> HOW TO COMPLETE THIS TASK
Write how many lines in the records below include the string "tree". No other text should be given.

[Stored data entries]
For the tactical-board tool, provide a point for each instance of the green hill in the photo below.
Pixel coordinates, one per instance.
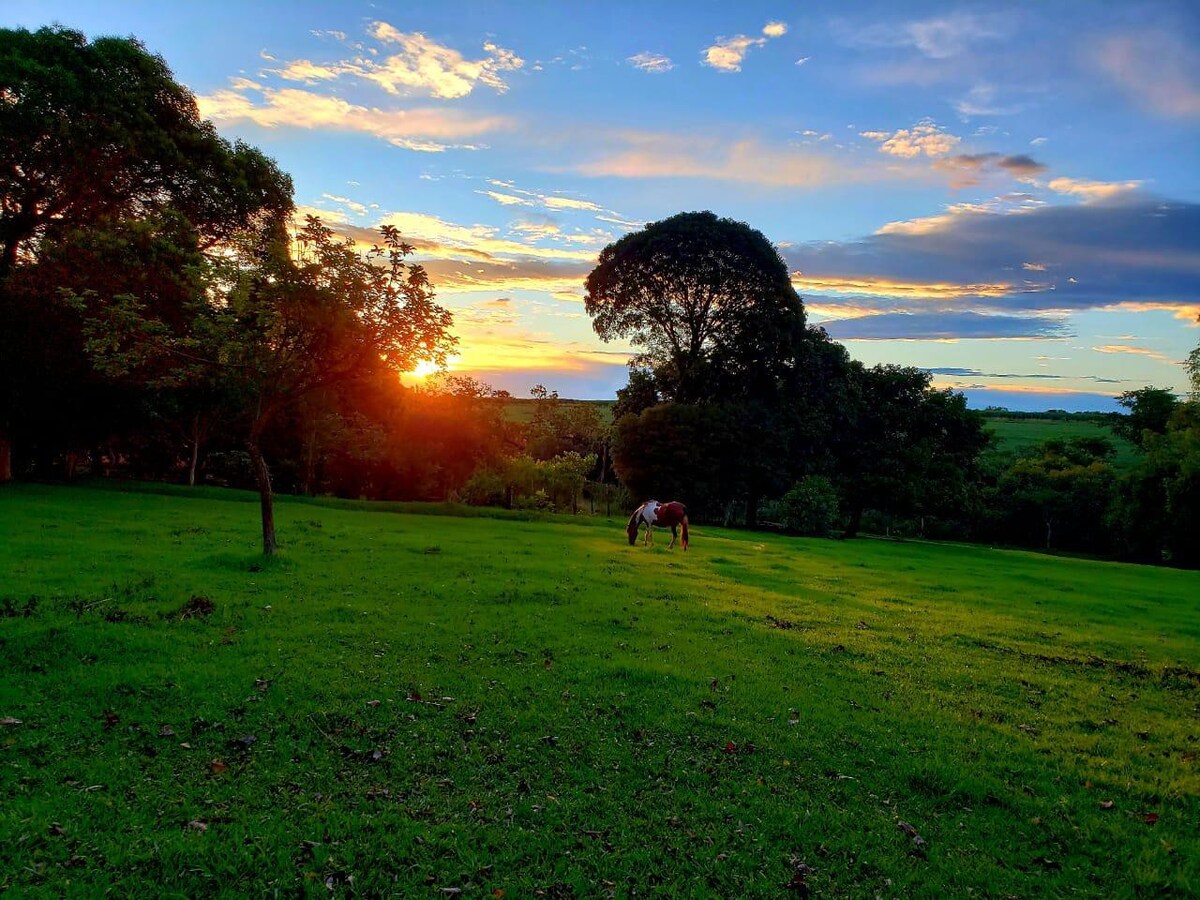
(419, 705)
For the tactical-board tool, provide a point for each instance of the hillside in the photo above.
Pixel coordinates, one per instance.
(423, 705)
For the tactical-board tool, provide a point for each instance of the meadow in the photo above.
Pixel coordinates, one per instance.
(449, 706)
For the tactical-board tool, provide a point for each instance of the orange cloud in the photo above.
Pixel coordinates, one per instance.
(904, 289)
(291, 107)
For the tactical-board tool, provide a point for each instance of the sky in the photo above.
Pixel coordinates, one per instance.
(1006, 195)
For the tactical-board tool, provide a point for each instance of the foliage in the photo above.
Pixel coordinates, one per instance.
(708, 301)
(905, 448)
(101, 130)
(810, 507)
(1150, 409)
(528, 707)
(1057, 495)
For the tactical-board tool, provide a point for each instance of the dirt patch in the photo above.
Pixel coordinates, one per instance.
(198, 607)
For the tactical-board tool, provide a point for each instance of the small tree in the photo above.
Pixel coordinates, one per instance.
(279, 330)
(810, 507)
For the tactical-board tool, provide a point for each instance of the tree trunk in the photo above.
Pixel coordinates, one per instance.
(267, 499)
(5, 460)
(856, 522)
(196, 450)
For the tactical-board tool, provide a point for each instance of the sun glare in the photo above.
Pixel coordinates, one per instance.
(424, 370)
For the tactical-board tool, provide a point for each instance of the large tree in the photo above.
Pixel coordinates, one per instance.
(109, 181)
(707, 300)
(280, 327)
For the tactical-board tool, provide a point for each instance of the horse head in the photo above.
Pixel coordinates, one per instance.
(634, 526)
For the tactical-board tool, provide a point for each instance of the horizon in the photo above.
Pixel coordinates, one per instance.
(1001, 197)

> TASK OUTPUT
3